# THE REQUEST
Copy each line below that contains the word "minaret", matching case exactly.

# GIVEN INFORMATION
◆ ◆ ◆ ◆ ◆
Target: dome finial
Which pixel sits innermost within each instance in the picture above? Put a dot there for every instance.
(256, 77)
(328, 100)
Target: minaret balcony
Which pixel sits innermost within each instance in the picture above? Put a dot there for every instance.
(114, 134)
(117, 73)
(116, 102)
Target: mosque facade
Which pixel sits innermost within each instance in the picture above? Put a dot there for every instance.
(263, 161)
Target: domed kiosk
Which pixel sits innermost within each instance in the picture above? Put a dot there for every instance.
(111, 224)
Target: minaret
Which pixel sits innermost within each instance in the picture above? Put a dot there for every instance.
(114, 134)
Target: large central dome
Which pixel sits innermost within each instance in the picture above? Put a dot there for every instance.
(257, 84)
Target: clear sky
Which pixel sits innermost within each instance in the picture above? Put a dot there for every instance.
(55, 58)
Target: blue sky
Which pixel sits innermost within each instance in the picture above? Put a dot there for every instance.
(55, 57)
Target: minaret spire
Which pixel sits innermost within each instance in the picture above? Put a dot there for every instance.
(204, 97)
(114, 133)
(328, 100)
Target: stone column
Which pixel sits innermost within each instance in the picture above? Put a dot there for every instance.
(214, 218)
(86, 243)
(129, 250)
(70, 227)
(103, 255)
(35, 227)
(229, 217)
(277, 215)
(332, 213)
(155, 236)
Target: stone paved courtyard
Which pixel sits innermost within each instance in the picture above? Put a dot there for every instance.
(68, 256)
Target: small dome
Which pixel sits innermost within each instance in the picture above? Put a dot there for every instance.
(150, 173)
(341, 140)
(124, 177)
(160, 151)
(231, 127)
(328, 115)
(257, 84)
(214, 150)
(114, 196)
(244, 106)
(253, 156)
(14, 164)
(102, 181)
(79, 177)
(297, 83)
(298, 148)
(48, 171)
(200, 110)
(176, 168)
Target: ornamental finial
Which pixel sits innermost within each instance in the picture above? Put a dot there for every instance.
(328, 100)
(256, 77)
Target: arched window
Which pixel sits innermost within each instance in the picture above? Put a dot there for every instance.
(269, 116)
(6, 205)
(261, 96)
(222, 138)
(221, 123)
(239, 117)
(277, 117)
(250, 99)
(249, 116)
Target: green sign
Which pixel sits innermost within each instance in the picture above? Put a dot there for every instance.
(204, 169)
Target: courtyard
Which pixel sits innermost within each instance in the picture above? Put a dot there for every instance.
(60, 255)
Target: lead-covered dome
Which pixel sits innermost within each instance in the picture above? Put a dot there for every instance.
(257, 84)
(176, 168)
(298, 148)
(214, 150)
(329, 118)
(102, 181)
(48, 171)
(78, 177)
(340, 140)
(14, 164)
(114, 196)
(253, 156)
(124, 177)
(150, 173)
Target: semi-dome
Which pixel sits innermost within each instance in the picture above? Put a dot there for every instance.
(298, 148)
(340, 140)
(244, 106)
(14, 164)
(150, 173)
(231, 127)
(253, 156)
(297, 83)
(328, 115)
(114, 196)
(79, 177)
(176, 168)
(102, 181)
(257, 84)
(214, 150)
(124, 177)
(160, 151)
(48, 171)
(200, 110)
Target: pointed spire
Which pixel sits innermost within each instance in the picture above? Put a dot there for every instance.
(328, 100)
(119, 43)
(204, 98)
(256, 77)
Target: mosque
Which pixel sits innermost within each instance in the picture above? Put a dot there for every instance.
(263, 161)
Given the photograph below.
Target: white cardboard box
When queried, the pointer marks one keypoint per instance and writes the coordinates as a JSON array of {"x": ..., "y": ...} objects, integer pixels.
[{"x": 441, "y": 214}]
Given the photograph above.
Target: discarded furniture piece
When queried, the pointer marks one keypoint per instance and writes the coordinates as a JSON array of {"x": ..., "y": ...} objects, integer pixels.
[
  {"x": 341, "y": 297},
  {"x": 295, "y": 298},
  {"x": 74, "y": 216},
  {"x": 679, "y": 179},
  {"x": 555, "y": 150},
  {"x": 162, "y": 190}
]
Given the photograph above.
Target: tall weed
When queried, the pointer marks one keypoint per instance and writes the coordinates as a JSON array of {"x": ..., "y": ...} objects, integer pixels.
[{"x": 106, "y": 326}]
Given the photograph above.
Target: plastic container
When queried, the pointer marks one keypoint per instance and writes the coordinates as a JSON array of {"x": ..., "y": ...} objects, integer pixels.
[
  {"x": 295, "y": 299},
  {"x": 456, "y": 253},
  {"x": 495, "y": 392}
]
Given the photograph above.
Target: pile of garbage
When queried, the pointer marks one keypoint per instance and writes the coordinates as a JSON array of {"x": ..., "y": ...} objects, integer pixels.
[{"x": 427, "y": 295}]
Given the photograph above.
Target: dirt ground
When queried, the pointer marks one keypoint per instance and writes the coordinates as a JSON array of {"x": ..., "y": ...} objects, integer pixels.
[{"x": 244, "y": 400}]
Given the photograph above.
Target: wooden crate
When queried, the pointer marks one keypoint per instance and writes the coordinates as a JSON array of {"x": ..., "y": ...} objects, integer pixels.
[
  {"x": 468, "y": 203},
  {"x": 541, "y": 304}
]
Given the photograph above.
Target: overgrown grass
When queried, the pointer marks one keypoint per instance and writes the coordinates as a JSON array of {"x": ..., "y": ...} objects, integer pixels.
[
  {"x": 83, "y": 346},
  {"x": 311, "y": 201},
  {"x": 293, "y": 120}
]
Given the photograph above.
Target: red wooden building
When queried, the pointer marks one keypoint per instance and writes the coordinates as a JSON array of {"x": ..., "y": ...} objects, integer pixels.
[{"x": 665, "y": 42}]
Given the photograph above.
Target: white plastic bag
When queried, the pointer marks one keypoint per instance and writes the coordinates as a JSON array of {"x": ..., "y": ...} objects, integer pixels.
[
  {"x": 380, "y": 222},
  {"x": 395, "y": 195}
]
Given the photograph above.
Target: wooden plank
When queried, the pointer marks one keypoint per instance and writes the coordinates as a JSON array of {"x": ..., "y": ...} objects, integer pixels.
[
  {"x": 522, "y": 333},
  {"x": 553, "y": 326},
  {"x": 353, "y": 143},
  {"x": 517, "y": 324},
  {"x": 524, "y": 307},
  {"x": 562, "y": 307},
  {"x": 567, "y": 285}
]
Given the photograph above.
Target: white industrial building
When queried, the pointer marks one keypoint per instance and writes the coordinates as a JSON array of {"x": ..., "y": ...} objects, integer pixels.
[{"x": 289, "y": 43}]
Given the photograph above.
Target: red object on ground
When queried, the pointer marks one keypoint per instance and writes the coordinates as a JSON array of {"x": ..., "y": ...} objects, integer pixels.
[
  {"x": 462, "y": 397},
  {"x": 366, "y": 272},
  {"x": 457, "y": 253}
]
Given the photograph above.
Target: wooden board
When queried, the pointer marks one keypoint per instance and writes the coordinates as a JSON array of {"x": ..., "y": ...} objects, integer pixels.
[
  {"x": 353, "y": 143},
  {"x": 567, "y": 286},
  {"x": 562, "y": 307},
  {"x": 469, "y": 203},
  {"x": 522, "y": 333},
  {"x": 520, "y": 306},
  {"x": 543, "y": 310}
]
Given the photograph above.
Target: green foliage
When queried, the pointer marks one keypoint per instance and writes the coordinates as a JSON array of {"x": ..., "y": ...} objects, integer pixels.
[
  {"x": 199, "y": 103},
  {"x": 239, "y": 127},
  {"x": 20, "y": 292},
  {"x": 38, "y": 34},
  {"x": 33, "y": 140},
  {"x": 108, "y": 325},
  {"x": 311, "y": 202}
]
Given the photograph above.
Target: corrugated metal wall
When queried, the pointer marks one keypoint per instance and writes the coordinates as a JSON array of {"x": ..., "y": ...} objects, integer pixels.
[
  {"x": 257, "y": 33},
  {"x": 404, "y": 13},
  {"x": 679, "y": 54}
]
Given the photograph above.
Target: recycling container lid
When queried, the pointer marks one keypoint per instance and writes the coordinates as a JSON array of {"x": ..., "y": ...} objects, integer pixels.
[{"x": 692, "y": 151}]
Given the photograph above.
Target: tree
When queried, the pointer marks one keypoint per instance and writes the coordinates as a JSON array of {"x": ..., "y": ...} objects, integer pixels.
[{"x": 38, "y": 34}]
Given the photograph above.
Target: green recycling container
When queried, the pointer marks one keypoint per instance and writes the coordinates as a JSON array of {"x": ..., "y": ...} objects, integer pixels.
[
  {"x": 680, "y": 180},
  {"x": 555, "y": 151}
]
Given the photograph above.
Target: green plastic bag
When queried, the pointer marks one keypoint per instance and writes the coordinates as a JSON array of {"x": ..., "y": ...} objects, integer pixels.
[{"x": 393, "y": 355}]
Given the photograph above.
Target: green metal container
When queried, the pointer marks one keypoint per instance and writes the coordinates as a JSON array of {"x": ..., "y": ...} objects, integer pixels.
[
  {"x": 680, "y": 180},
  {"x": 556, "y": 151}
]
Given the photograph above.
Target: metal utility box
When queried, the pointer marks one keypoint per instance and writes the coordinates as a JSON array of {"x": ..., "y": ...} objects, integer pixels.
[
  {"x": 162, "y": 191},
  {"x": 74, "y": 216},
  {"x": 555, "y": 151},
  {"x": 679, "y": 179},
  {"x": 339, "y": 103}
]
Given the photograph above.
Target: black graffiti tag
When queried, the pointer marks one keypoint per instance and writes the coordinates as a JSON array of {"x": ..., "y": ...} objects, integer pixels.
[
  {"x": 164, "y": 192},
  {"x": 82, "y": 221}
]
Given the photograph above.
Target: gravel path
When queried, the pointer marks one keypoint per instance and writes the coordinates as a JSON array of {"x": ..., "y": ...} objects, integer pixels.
◆ ◆ ◆ ◆ ◆
# ANSWER TO THE EXERCISE
Target: minaret balcony
Target: minaret
Target: minaret spire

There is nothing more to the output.